▶ **Text shown**:
Reactive programming fabric - streams, actors and more Subscribe Pub

This is part 2 of our look at reactive programming elements - we started by contrasting callbacks and Futures with plain old threads, in Reactive programming and glue 1 - threads, callbacks and futures.

We'll move on to streams, actors and, if it doesn't get too long, introduce workflows. So... instead of a local "glue" to connect together the bits of logic (closures and threads and futures), we'll now move on to look at support for a "fabric" of connecting not only reactive but also distributed logic.

Streams

A more recent evolution of producer-consumer protocols, streams, allows a different way to glue these steps. With streams, it makes sense to be transitioning from a simple method notify to a stream of notification requests, notificationStream : Stream[(String,String)]:

  notificationStream.flatMap { tuple=>
    db.findOrder(tuple._1).map(o => (o, tuple._2))
  }.flatMap { tuple=>
    db.updateOrder(tuple._1)
    db.findAccount(tuple._1.accountId).map(o => (o, tuple._2))
  }.flatMap { tuple=>
    db.updateAccount(tuple._1)
    email.send(tuple._1.email, tuple._2);
  }
}

The full gist is here.

The individual steps are now either simple transformations A => B or they return more streams db.findOrder(id) : Stream[Order]. This will help us transform the stream of notification requests, in a set of steps, into a stream of email requests. I did not compile or run this one either, but it looks alright.

What's the glue, then? The stream processing middleware will take care of processing these steps asynchronously and sometimes optimize processing with advanced features like backpressure and operator fusion.

However, the added advantages of middleware processing does not make these steps any more decoupled: just like in the simple threaded example, this node has to stay up, for the entire stream transformation to work, so in that sense, this is not quite a fabric just yet - it's still just glue.

▶ **Dataset content**:

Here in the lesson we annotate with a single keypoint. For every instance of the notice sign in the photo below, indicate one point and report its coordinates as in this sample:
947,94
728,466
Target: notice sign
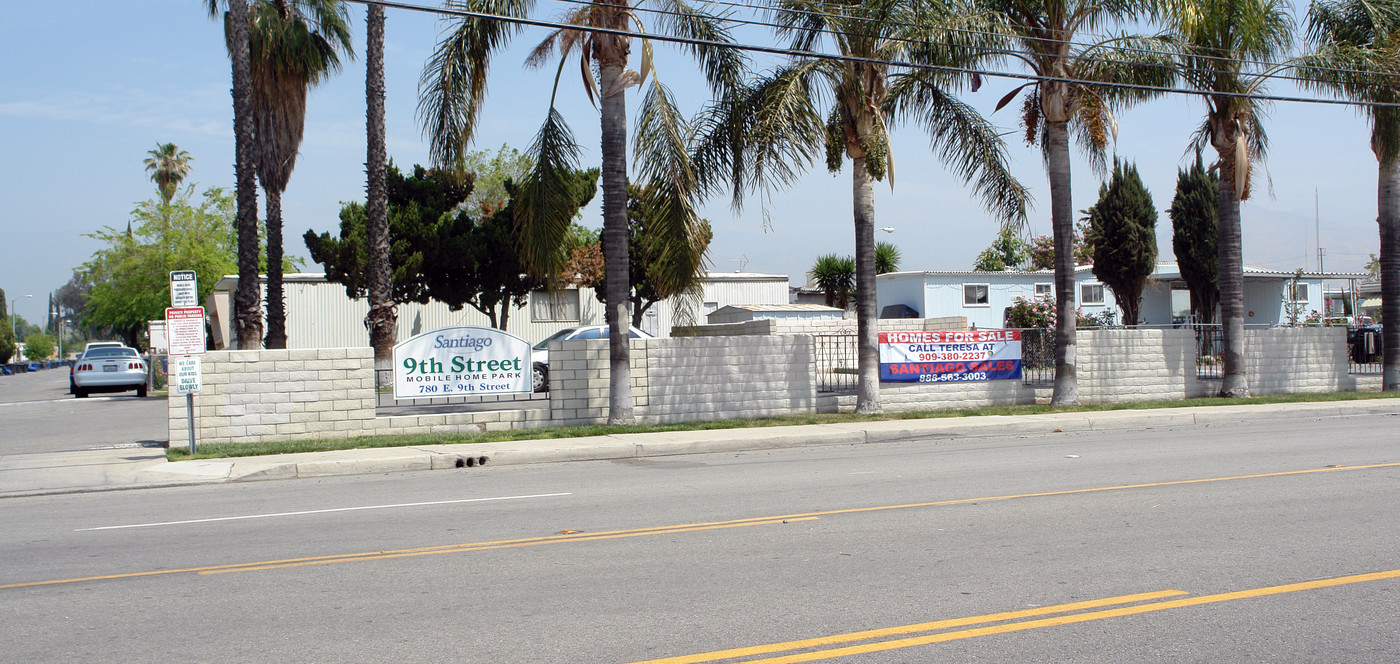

▶ **The request**: Rewrite everything in the reactive programming text from "The individual steps" down to "and operator fusion.", putting "flow control" in place of "backpressure".

▶ **Answer to the exercise**:
The individual steps are now either simple transformations A => B or they return more streams db.findOrder(id) : Stream[Order]. This will help us transform the stream of notification requests, in a set of steps, into a stream of email requests. I did not compile or run this one either, but it looks alright.

What's the glue, then? The stream processing middleware will take care of processing these steps asynchronously and sometimes optimize processing with advanced features like flow control and operator fusion.